Exercise instructions — Carry on the article below about nanoparticles that penetrate deep into the brain, picking up after its last sentence.

Passage for review —
========

By Will Soutter
Bioengineers at Johns Hopkins have succeeded in designing nanoparticles that are capable of safely and predictably infiltrating deep into the brain, thus paving the way to develop a drug-delivery system that can effectively treat brain cancer and other issues that impact the brain.
Real-time imaging of a rodent brain shows that nanoparticles coated with polyethylene-glycol (PEG) (green) penetrate farther within the brain than particles without the PEG coating (red). (credit: Elizabeth Nance, Graeme Woodworth, Kurt Sailor)
The researchers have described the testing of their nanoparticles in human tissue and live rodent brains in the Science Translational Medicine journal. Justin Hanes, Director of the Johns Hopkins Center for Nanomedicine, informed that the research team has discovered a method that allows the drug-embedded nanoparticles to penetrate deep into the brain by preventing them from binding to their surroundings.
It is very difficult to administer a chemotherapy dose effective enough to penetrate the tissue without affecting the surrounding healthy tissues. To overcome this problem, researchers fashioned nanoparticles to deliver drugs in tiny, constant volumes over a period of time. However, these nanoparticles have very low efficacy as they cannot penetrate deep into the tissue due to their tendency to attach to cells at the targeted site, stated Charles Eberhart, Johns Hopkins pathologist who contributed to this discovery.
Graeme Woodworth, Hopkins neurosurgeon, and Elizabeth Nance, a graduate student in chemical and biomolecular engineering at Hopkins, believed that it may be possible to improve drug penetration if the interaction between the drug-delivery nanoparticles and their surroundings is minimized.

========

Supplied material —
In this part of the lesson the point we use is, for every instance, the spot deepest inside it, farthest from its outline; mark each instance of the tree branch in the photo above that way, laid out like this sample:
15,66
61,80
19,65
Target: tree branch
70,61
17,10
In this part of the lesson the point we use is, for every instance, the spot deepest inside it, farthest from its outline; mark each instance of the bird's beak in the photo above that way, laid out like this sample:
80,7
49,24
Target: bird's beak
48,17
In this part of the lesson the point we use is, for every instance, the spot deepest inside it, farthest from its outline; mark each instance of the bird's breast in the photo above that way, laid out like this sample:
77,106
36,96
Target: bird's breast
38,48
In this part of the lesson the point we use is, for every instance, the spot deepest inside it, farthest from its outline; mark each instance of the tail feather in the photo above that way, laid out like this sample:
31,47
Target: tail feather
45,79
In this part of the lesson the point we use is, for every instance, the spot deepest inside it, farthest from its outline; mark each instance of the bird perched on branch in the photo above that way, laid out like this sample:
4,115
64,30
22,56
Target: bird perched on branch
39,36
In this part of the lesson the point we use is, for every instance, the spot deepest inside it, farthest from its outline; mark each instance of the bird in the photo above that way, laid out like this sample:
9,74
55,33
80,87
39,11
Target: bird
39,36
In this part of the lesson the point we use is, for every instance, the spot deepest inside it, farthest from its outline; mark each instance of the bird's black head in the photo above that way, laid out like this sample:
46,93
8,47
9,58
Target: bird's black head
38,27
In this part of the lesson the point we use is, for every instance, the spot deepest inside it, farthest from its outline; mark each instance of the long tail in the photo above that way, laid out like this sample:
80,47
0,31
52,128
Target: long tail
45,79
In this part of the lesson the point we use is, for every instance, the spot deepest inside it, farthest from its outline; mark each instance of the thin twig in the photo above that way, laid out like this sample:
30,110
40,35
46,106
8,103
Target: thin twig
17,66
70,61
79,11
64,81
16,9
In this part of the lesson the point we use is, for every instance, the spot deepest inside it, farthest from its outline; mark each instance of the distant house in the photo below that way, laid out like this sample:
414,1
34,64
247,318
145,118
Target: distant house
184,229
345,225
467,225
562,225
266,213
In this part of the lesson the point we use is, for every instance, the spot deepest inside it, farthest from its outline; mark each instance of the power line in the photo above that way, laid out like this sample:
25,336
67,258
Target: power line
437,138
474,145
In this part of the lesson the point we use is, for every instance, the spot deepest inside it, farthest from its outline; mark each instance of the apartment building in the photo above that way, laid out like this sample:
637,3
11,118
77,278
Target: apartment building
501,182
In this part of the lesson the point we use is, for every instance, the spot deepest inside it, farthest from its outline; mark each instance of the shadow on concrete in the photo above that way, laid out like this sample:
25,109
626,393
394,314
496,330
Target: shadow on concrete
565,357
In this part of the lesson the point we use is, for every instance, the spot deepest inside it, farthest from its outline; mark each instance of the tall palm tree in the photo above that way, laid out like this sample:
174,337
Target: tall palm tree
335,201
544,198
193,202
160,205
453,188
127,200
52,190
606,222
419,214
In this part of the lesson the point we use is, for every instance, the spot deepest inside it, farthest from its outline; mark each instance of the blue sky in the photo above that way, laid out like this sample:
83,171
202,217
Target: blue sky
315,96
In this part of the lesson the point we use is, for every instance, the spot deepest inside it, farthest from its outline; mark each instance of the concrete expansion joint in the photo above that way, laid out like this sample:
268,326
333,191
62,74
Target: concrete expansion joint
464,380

========

Written response —
For this purpose, Nance applied clinically proven poly(ethylene glycol) or PEG over different-sized nano-scale plastic beads. The researchers also suspected that the beads may become slippery when coated with a dense PEG layer. They then injected the beads that were labeled with glowing tags into human and rodent brain tissue. The glowing tags enabled the researchers to see the penetration of the beads into the tissue. What they discovered was the dense PEG coating enabled the penetration of even larger beads that have double the size of previously believed to be the optimum size possible for penetrating into the brain tissue, when compared to less densely coated beads and non-PEG-coated beads. They obtained the same results when they tested the coated beads carrying the chemotherapy medicine paclitaxel in rat brain tissue.
Nance stated that the researchers developed nanoparticles that are capable of carrying five folds more drug, release it for three folds as long and penetrate deeper into the brain. Woodworth commented that the next move is to explore the possibility of slowing down tumor recurrence or growth in rodents and upgrade the nanoparticles to deliver drugs for treating other brain diseases such as Parkinson's, Alzheimer's, traumatic brain injury, stroke and multiple sclerosis. The team is also exploring the possibility of intravenously administering its nanoparticles.